Excerpt provided:
++++++

Gary Younge: Thanks for having me.

JW: You open your new book on the morning of South Africa’s first democratic election, April 26, 1994. Where were you that morning and what were you doing there?

GY: I was in Soweto. I was staying with a family, and we were going to vote, and this was my big break. I was 25 when it happened. The day before, I had filed the piece that would get me my job, which was about following Mandela on his campaign trail in the first democratic elections in ’94, but I had yet to hear what they thought of the piece.

And so, I went to vote with the family, which was an incredibly – it was moving in ways that were less predictable. There was this mist on the ground that was kind of burning off. All you could see was people’s feet. It was very quiet. They knew it was going to be a long day. People were wearing their Sunday best. It was very quiet. One thinks of history being made in these big tumultuous firework-y kind of ways, but it was workaday history. ‘Let’s go make history.’

And then they lined up at the polls. I think our wait was about three, four hours, which wasn’t bad. And then when I got back, this is certainly before I had a cell phone, I managed to get a connection through a neighbor to log in. And then I see that my piece has gone down well at The Guardian, and I get these ‘attaboys’ and it goes up the chain to the editor. And kind of I just have this real feeling of relief that this thing that I’d been sent to do had been done.

JW: Had it been your ambition to be The Guardian correspondent in South Africa?

++++++

Exercise instructions:
1 – Summarize the interview excerpt in two sentences.
2 – According to the interview excerpt, roughly how long was the wait at the polls?

[Records from a collection]
++++++

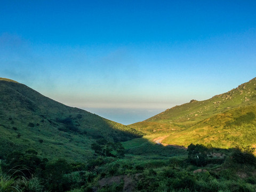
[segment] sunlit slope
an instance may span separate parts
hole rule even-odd
[[[191,142],[211,143],[222,147],[253,145],[254,140],[250,135],[254,135],[254,120],[250,123],[245,120],[235,126],[227,125],[227,122],[236,121],[239,117],[243,118],[247,113],[254,119],[255,89],[254,78],[227,93],[205,101],[193,100],[130,126],[147,134],[170,135],[163,141],[165,143],[183,146]],[[248,141],[246,138],[250,138]]]
[[[218,148],[256,147],[255,117],[256,105],[237,107],[174,131],[163,142],[185,146],[193,143]]]
[[[139,133],[124,125],[43,96],[25,85],[0,78],[0,152],[34,148],[48,158],[81,160],[99,138],[124,141]]]

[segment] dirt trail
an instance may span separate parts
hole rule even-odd
[[[162,145],[163,145],[164,146],[167,146],[168,145],[167,144],[162,143],[162,141],[163,141],[164,139],[165,139],[168,136],[169,136],[169,135],[159,137],[157,138],[154,139],[153,141],[155,142],[157,144]]]
[[[187,149],[187,147],[185,147],[184,146],[178,146],[177,145],[169,145],[169,144],[166,144],[166,143],[164,143],[162,142],[164,139],[165,139],[166,137],[169,137],[169,135],[165,135],[165,136],[162,136],[162,137],[159,137],[158,138],[155,138],[153,139],[153,141],[155,142],[156,143],[158,144],[158,145],[162,145],[164,146],[171,146],[173,147],[177,148],[179,149]]]

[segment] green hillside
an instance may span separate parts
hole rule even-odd
[[[49,159],[81,161],[91,144],[105,138],[125,141],[140,133],[86,111],[68,107],[25,85],[0,78],[0,159],[13,150],[33,148]]]
[[[228,148],[256,144],[256,78],[202,101],[168,109],[131,127],[154,135],[169,135],[162,142],[190,143]]]

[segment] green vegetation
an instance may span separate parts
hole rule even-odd
[[[33,148],[49,159],[91,157],[99,139],[117,142],[141,133],[97,115],[66,106],[25,85],[0,78],[0,159],[18,149]]]
[[[254,78],[227,93],[205,101],[193,100],[129,126],[149,137],[168,136],[162,141],[166,144],[256,148],[255,89]]]
[[[0,191],[255,191],[255,85],[126,126],[0,78]]]
[[[0,191],[256,190],[256,158],[249,153],[252,151],[250,148],[242,151],[238,148],[209,148],[191,144],[187,151],[152,143],[146,148],[153,151],[155,148],[158,148],[159,152],[152,156],[137,155],[130,154],[131,149],[126,148],[125,155],[122,157],[95,153],[83,163],[69,162],[63,158],[48,161],[40,158],[32,149],[25,153],[14,152],[3,160]],[[162,153],[167,154],[165,150],[172,150],[171,154],[175,155],[163,157]],[[10,169],[12,167],[15,170]]]

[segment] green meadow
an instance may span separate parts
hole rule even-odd
[[[255,85],[125,126],[0,78],[0,191],[255,191]]]

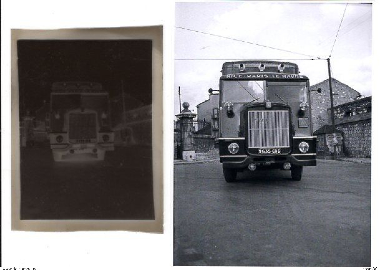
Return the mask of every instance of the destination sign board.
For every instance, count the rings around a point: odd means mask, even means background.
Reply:
[[[274,73],[272,72],[251,72],[238,73],[233,74],[226,74],[222,76],[221,79],[295,79],[307,80],[307,77],[301,74],[292,74],[288,73]]]

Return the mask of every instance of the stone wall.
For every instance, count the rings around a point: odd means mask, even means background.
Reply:
[[[371,96],[356,100],[334,108],[335,119],[337,121],[342,120],[356,115],[370,113],[372,110]],[[330,111],[329,109],[328,111]]]
[[[370,119],[344,123],[336,127],[344,132],[343,152],[348,157],[371,157]]]
[[[206,135],[193,135],[195,153],[213,153],[215,137]]]
[[[211,123],[211,134],[217,137],[219,134],[219,93],[209,95],[209,99],[196,105],[198,118]],[[214,112],[214,109],[216,109]],[[214,113],[215,113],[214,115]]]
[[[174,160],[178,159],[178,147],[177,147],[177,140],[178,137],[178,133],[177,132],[174,132],[174,157],[173,158]]]
[[[345,104],[355,101],[359,92],[334,78],[331,79],[334,106]],[[318,88],[322,90],[318,93]],[[316,131],[325,124],[331,124],[331,119],[328,114],[330,107],[330,88],[328,79],[326,79],[310,87],[311,111],[313,130]]]
[[[344,132],[343,152],[348,157],[371,157],[372,100],[368,97],[334,108],[335,126]]]

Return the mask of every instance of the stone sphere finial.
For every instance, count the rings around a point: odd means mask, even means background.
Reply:
[[[182,106],[184,107],[184,109],[181,111],[181,112],[184,113],[184,112],[191,112],[191,111],[189,110],[188,108],[190,105],[187,102],[184,102],[182,103]]]

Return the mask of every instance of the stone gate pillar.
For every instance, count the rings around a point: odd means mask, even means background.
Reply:
[[[189,110],[189,104],[187,102],[182,104],[184,109],[179,114],[176,115],[177,121],[179,123],[180,132],[181,135],[181,146],[182,149],[182,159],[190,161],[195,160],[195,151],[194,148],[194,132],[193,128],[193,119],[196,114]]]

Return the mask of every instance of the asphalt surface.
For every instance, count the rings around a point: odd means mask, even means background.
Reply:
[[[174,166],[175,265],[370,266],[370,165],[318,160],[224,180],[218,162]]]
[[[151,148],[116,147],[103,161],[55,162],[21,150],[22,219],[154,218]]]

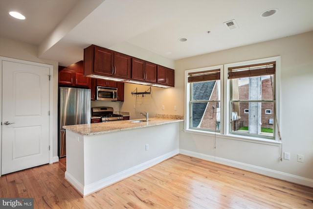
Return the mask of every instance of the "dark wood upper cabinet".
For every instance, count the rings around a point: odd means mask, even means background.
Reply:
[[[90,78],[84,76],[83,73],[83,61],[67,67],[59,68],[59,84],[62,86],[89,87]]]
[[[95,45],[84,51],[84,74],[130,79],[131,57]]]
[[[145,81],[174,87],[175,71],[95,45],[84,49],[84,75]],[[107,83],[104,86],[108,86]]]
[[[132,79],[156,82],[156,64],[133,57]]]
[[[157,66],[157,83],[173,87],[175,84],[175,71],[165,67]]]
[[[59,71],[59,84],[72,85],[75,79],[75,73],[71,70],[62,70]]]

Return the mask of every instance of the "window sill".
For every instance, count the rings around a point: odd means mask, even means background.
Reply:
[[[247,137],[245,136],[238,136],[236,135],[228,134],[223,135],[220,133],[209,132],[205,131],[199,131],[191,129],[184,129],[184,132],[189,134],[197,134],[199,135],[207,136],[210,137],[217,137],[219,138],[225,139],[230,140],[236,140],[247,142],[256,143],[258,144],[267,144],[272,146],[279,146],[281,141],[274,139],[257,138],[255,137]]]

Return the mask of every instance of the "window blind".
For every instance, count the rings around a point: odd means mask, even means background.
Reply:
[[[228,79],[275,74],[276,62],[228,68]]]
[[[216,69],[201,72],[189,72],[188,73],[188,82],[192,83],[220,80],[220,69]]]

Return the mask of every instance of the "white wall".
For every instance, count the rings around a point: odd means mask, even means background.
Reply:
[[[54,162],[59,160],[58,157],[58,62],[40,59],[38,57],[37,47],[32,45],[12,40],[0,38],[0,56],[20,60],[44,63],[53,66],[52,75],[53,84],[53,156]],[[0,81],[2,82],[2,81]]]
[[[183,82],[186,70],[276,56],[281,56],[279,125],[283,152],[291,153],[290,160],[278,160],[280,147],[277,144],[182,131],[179,148],[185,154],[313,186],[313,31],[178,60],[177,83]],[[179,100],[174,102],[182,104],[183,85],[175,89]],[[297,162],[298,154],[304,155],[304,163]]]

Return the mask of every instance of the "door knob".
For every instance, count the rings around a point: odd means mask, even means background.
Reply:
[[[12,124],[13,124],[13,123],[10,123],[10,122],[9,122],[9,121],[5,121],[5,122],[4,122],[3,123],[3,124],[4,124],[4,125],[8,125]]]

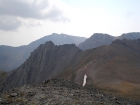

++++++

Solved problems:
1 – On the morning of South Africa's first democratic election, April 26, 1994, Gary Younge was in Soweto, where he went to vote with the family he was staying with and saw the quiet, hours-long queue as workaday history. Afterward, through a neighbor's connection, he learned that The Guardian liked the piece he had filed the day before about following Mandela on the campaign trail, and he felt relief.

2 – About three or four hours.